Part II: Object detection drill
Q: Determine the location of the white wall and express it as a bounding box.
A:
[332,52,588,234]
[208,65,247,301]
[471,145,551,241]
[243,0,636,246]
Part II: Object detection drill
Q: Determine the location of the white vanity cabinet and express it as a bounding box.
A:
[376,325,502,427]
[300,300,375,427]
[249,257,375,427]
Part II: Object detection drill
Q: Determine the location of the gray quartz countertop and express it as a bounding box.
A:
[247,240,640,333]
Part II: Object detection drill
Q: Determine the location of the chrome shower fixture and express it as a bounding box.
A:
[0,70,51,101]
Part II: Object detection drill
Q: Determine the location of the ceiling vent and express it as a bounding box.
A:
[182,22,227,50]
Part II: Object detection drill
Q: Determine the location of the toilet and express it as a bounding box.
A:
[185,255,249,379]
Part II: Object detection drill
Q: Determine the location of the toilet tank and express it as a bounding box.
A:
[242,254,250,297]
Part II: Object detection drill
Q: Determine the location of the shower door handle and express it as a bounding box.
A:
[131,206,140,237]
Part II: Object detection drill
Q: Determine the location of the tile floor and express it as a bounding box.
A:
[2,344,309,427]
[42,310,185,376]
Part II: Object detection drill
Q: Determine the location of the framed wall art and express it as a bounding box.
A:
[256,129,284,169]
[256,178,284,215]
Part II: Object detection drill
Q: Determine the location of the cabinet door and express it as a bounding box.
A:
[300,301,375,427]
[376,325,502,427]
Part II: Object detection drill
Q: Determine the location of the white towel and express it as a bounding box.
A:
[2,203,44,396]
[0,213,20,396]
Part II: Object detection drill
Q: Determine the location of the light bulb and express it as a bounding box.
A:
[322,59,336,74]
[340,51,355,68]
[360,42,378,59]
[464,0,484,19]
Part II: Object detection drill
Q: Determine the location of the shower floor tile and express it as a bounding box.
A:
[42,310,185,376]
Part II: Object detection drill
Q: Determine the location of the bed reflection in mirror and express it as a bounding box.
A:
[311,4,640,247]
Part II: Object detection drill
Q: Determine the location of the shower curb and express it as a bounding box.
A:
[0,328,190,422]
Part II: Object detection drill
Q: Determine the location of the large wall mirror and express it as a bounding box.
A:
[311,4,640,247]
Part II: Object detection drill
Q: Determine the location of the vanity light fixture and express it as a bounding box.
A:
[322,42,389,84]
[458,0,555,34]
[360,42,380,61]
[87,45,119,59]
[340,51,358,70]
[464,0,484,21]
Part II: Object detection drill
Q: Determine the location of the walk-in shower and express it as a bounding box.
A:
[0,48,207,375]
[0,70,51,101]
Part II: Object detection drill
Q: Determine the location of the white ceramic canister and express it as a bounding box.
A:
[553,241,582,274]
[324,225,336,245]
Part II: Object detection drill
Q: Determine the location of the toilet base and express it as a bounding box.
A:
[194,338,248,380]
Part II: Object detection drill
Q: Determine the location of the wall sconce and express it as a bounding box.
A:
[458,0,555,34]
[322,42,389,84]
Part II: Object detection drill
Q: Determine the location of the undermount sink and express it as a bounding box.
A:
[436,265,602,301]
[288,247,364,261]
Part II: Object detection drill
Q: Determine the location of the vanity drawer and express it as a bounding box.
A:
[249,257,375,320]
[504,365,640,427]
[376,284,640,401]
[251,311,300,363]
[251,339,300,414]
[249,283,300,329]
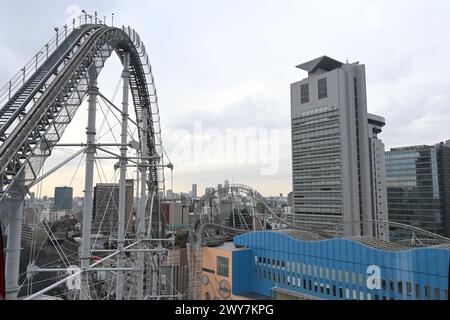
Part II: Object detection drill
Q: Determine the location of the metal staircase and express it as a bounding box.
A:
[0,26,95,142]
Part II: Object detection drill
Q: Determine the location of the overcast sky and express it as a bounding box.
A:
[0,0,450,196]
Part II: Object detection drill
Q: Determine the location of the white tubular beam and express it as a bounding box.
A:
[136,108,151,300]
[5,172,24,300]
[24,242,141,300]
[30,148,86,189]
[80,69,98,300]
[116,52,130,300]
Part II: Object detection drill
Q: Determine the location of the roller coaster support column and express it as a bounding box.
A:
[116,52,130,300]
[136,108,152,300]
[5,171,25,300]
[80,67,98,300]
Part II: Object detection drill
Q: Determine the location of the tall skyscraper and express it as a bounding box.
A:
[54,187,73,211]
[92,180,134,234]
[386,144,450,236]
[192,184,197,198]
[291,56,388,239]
- - -
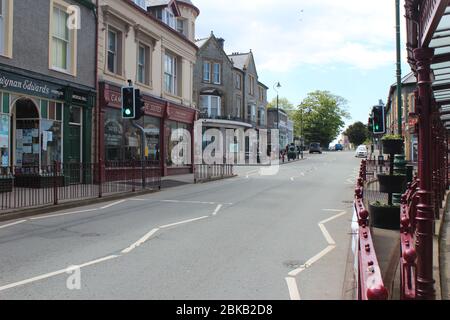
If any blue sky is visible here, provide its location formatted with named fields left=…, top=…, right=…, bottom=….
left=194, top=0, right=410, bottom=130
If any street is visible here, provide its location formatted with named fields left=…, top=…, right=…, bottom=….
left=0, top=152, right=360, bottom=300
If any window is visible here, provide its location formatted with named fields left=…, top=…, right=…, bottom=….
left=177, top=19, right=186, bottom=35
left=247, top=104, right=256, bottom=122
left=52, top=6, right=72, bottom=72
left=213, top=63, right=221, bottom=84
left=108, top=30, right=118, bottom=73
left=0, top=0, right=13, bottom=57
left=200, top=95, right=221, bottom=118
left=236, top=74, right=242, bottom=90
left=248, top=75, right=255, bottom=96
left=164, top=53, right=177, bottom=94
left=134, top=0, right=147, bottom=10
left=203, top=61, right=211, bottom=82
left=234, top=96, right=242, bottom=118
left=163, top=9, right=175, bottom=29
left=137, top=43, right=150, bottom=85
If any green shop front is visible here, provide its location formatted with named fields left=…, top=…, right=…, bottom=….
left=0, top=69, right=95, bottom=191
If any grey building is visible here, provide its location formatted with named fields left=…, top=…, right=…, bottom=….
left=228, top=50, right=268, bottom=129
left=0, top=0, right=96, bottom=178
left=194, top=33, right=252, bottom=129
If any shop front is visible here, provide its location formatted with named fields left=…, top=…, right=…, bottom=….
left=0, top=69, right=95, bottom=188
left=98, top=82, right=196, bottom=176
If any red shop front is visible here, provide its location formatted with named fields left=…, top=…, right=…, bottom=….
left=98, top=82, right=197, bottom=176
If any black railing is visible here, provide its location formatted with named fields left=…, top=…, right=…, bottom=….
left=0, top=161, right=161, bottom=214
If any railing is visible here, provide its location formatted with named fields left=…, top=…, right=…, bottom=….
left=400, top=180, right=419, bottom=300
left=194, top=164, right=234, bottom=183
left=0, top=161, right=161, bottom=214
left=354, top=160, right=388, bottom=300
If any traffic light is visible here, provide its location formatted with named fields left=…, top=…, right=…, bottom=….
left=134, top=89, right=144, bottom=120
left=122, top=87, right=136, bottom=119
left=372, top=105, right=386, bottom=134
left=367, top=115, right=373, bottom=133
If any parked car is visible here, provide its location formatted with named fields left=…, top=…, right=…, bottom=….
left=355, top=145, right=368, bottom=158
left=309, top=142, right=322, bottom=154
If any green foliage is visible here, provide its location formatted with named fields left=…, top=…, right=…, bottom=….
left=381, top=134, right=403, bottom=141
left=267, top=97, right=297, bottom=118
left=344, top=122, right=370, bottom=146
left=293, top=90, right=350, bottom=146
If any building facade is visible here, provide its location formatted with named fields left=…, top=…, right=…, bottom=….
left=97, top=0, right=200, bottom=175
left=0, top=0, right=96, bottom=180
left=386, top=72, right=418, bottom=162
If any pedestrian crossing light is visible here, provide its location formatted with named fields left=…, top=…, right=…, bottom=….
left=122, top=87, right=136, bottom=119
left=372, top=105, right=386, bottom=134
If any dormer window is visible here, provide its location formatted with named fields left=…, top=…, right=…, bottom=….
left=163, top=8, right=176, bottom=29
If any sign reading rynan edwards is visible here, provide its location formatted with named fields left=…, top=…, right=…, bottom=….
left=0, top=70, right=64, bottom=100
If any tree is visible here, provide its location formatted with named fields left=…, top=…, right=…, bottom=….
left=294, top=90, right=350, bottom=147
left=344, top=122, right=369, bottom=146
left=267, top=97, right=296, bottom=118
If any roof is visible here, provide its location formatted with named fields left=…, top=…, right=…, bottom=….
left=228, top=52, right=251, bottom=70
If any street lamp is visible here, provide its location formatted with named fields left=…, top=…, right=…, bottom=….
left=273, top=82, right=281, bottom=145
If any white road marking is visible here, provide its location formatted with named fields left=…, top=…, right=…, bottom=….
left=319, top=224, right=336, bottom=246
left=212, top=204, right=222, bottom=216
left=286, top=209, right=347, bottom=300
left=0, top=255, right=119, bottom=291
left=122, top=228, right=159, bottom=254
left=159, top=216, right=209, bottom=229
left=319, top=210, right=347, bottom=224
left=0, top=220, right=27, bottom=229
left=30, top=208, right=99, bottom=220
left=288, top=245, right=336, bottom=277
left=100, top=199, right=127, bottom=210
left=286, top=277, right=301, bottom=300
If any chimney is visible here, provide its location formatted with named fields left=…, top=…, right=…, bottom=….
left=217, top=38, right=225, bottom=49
- - -
Rewrite the part of the material that opens with the line containing "If any dormer" and closes with the line containing "left=0, top=70, right=64, bottom=100", swapping "visible" for "present" and keeping everything else the same. Return only those lines.

EXERCISE SOLUTION:
If any dormer window is present here, provide its location formatted with named fields left=…, top=…, right=…, bottom=….
left=163, top=8, right=176, bottom=29
If any sign reading rynan edwards is present here, provide its location formatted with named fields left=…, top=…, right=…, bottom=….
left=0, top=70, right=64, bottom=100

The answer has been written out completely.